• Task to carry out:
Carry none of the pictures over; write out the complete data exactly.

• Records shown:
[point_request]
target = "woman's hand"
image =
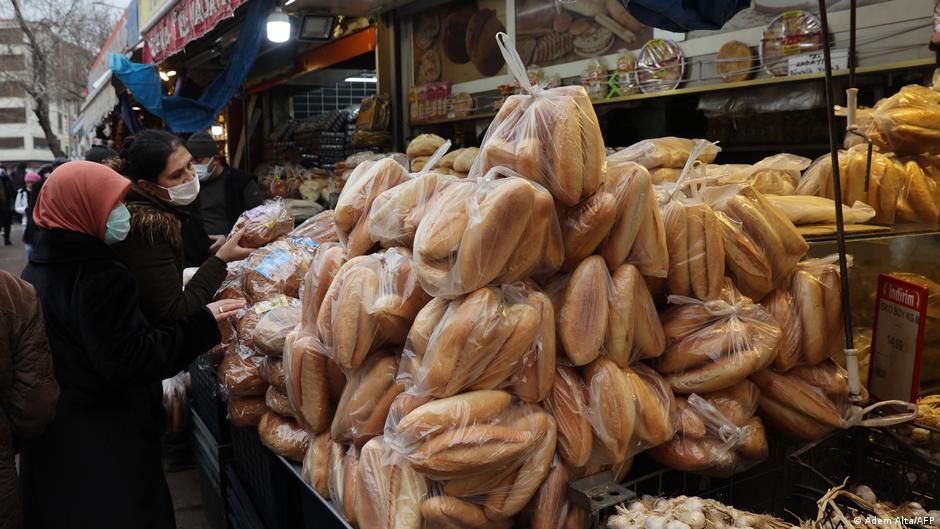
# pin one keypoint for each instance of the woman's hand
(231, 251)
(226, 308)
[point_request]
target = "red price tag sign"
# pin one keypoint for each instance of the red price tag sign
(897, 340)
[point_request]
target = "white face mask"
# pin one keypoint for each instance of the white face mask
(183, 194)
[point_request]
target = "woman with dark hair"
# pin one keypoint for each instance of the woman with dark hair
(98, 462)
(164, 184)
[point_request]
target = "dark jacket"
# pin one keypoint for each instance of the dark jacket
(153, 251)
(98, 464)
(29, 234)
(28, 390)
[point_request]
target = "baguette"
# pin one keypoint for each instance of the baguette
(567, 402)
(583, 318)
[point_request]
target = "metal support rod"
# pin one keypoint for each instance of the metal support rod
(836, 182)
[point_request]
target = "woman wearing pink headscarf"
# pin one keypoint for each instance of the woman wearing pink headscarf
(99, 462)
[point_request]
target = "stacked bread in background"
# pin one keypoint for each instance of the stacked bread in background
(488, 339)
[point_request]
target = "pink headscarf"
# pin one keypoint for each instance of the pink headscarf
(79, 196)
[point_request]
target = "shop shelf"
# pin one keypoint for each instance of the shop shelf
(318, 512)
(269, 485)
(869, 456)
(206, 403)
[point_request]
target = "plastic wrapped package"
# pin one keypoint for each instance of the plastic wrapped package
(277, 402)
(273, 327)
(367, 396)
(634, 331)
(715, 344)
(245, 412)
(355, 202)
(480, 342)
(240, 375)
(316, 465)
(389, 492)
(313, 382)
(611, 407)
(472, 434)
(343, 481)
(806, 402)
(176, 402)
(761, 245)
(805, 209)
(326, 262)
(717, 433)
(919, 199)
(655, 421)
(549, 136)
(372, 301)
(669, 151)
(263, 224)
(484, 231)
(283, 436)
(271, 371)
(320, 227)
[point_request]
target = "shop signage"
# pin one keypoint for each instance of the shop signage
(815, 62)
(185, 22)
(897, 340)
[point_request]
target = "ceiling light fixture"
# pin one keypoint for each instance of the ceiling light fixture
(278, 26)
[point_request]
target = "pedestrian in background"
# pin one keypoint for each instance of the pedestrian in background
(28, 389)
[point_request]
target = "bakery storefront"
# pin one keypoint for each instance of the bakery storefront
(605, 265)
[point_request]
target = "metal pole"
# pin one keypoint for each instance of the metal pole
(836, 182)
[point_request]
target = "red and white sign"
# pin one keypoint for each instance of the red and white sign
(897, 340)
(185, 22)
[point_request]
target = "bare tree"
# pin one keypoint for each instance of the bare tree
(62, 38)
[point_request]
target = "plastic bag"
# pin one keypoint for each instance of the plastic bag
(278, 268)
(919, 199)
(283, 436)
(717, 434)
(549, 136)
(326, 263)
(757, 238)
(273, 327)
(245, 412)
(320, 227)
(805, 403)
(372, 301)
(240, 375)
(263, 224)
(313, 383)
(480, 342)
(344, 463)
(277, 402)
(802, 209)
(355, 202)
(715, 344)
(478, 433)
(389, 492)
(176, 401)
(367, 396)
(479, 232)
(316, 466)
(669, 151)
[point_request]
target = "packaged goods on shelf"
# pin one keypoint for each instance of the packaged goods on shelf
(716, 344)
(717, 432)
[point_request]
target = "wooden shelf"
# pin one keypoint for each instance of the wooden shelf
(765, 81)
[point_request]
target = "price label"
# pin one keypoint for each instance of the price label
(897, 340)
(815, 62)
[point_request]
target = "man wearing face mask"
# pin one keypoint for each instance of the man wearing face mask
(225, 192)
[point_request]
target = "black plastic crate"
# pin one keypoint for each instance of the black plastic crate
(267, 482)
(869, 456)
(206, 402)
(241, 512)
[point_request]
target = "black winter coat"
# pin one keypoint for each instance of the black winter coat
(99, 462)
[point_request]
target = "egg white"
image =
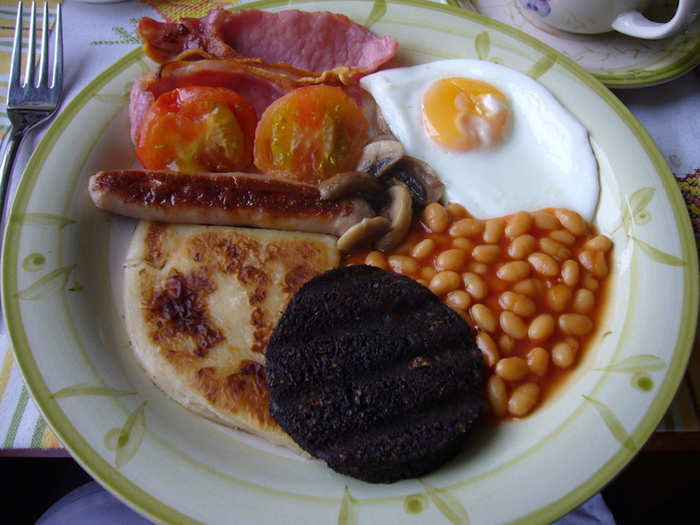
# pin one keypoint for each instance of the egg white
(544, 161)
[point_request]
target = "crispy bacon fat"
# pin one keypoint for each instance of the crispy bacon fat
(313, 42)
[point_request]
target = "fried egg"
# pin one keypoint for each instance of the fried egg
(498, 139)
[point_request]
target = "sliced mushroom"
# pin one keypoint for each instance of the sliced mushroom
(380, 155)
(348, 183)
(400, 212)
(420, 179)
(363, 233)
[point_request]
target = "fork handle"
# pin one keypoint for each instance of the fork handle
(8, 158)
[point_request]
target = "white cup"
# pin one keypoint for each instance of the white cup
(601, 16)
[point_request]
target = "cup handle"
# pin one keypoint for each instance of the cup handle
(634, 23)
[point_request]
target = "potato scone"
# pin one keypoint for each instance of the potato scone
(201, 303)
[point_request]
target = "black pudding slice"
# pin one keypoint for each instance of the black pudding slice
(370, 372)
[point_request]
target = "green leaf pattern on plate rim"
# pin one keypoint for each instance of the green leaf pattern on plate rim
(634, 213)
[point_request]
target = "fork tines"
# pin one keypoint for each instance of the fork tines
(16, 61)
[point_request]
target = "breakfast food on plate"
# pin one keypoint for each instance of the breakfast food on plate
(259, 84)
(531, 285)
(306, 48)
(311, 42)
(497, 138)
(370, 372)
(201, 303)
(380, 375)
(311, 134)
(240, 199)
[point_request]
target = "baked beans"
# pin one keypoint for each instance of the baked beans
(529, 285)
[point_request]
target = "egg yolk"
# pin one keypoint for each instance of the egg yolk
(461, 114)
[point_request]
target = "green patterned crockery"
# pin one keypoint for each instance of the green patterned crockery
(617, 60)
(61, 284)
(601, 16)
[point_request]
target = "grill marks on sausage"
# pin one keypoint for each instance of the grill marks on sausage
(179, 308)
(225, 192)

• Solution:
[point_request]
target = "woman's hand"
image =
# pin one keypoint for each instance of the woman's hand
(231, 251)
(226, 308)
[point_request]
target = "red price tag sign"
# pin one keypoint for each instance of the red price tag sign
(897, 340)
[point_request]
target = "white face mask"
# pin one keypoint for each instance of the white face mask
(183, 194)
[point_request]
target = "woman with dark hair"
# pin one keypoint for each instance of the woman with dark hair
(98, 462)
(164, 184)
[point_request]
target = "dark jacket"
# pin one keypoint for each instance of the dark jacket
(153, 251)
(98, 464)
(29, 234)
(28, 390)
[point_request]
target = "baguette"
# pin one keypoint for each instance of the baguette
(567, 402)
(583, 318)
[point_request]
target = "metal support rod"
# pin one keypoint for each instance of the metal support rod
(836, 182)
[point_request]
target = "woman wearing pink headscarf"
# pin one keypoint for each instance of the woman wearing pink headscarf
(99, 462)
[point_request]
target = "stacked bread in background"
# pin one keypoint for each instance of the stacked bread in background
(488, 339)
[point_request]
target = "pink headscarf"
# pin one keypoint for each instance of the pink headscarf
(79, 196)
[point_request]
target = "shop shelf"
# pin one keypoint for each instance of the shop shelf
(318, 512)
(269, 485)
(869, 456)
(206, 403)
[point_request]
target = "plastic wrapped package"
# pin one keypoint for each instance of the plastic wrapped package
(277, 402)
(273, 327)
(367, 396)
(634, 331)
(715, 344)
(245, 412)
(355, 202)
(480, 342)
(240, 375)
(316, 465)
(389, 492)
(313, 382)
(611, 407)
(472, 434)
(343, 481)
(806, 402)
(176, 402)
(761, 245)
(805, 209)
(326, 262)
(717, 433)
(919, 199)
(655, 421)
(549, 136)
(372, 301)
(669, 151)
(263, 224)
(484, 231)
(283, 436)
(271, 371)
(320, 227)
[point_request]
target = "shop signage"
# pin one keypoint for each instance of the shop signage
(815, 62)
(185, 22)
(897, 340)
[point_request]
target = "ceiling light fixture"
# pin one keypoint for each instance of the ceiling light fixture
(278, 26)
[point_request]
target = "pedestrian in background"
# pin one keypoint for each instance of the pedestrian in background
(28, 389)
[point_request]
target = "bakery storefront"
# pin one keypoint for each instance of the bakery storefront
(605, 265)
[point_request]
target = "metal pole"
# pin one keypoint for each instance of the metal pole
(836, 182)
[point_request]
target = "red and white sign"
# pin one keypoint for each instance of the red and white sign
(897, 340)
(185, 22)
[point_request]
target = "bare tree"
# pin one keypoint for each instance of the bare tree
(62, 38)
[point_request]
target = "plastic bag"
# pin one keypoint for each instance of the plastic bag
(278, 268)
(919, 199)
(283, 436)
(717, 434)
(549, 136)
(326, 263)
(757, 238)
(273, 327)
(245, 412)
(320, 227)
(805, 403)
(372, 301)
(240, 375)
(263, 224)
(313, 383)
(480, 342)
(344, 463)
(277, 402)
(802, 209)
(355, 202)
(715, 344)
(478, 433)
(389, 492)
(176, 401)
(367, 396)
(479, 232)
(316, 466)
(669, 151)
[point_request]
target = "packaged goods on shelf"
# pin one keypoint for each instance of the packaged goods on shelf
(716, 344)
(717, 432)
[point_request]
target = "wooden shelf"
# pin one keypoint for each instance of the wooden shelf
(765, 81)
[point_request]
target = "price label"
# pin one keypoint for each instance of the price label
(897, 340)
(815, 62)
[point_request]
target = "man wearing face mask"
# pin one keypoint for each instance of the man wearing face mask
(225, 192)
[point_request]
target = "black plastic crate"
# pin one keypoint for each instance of the black plastic crate
(267, 482)
(869, 456)
(206, 402)
(241, 512)
[point_request]
target = "black winter coat"
# pin one keypoint for each instance of the black winter coat
(99, 462)
[point_request]
target = "egg white"
image =
# pin one keypoint for each instance of the egg white
(544, 161)
[point_request]
target = "crispy bacon fat"
# pin one keypoint for each instance of the crispy bacon fat
(313, 42)
[point_request]
target = "fried egg"
# pin one keypoint for each instance of the fried egg
(498, 139)
[point_request]
target = "sliced mushroom"
# pin one keypoint for each instance of the sliced mushroom
(380, 155)
(348, 183)
(400, 212)
(420, 179)
(363, 233)
[point_request]
target = "fork handle"
# pin one keypoint for each instance of the fork handle
(8, 158)
[point_request]
target = "white cup"
# pin one keypoint for each instance of the white cup
(601, 16)
[point_request]
target = "cup handle"
# pin one keypoint for each instance of the cup handle
(634, 23)
[point_request]
target = "potato scone"
# pin one keypoint for each instance of the potato scone
(201, 303)
[point_request]
target = "black pudding slice"
# pin one keypoint for each instance of the black pudding slice
(370, 372)
[point_request]
target = "green leaf pattern on plate rim"
# pin one keypoint for each instance of the green leaf pattern on plate rim
(634, 213)
[point_request]
target = "fork tines"
# pin one keypoint for each instance of the fork tines
(16, 61)
[point_request]
target = "breakfast food on plate"
# pin one keypoint for each instance of the breakfast food on plate
(259, 84)
(531, 285)
(306, 48)
(311, 42)
(497, 138)
(370, 372)
(201, 303)
(380, 375)
(311, 134)
(240, 199)
[point_request]
target = "baked beans"
# pin one keypoint for each instance of the baked beans
(529, 285)
[point_request]
target = "egg yolk"
# pin one keypoint for each instance of the egg yolk
(461, 114)
[point_request]
target = "green patterned crockery"
# pin one keypoint for each instance of the green patterned crockery
(617, 60)
(61, 284)
(601, 16)
[point_request]
target = "grill marks on sausage"
# pin one keypoint for each instance of the grill marks on sausage
(179, 308)
(225, 192)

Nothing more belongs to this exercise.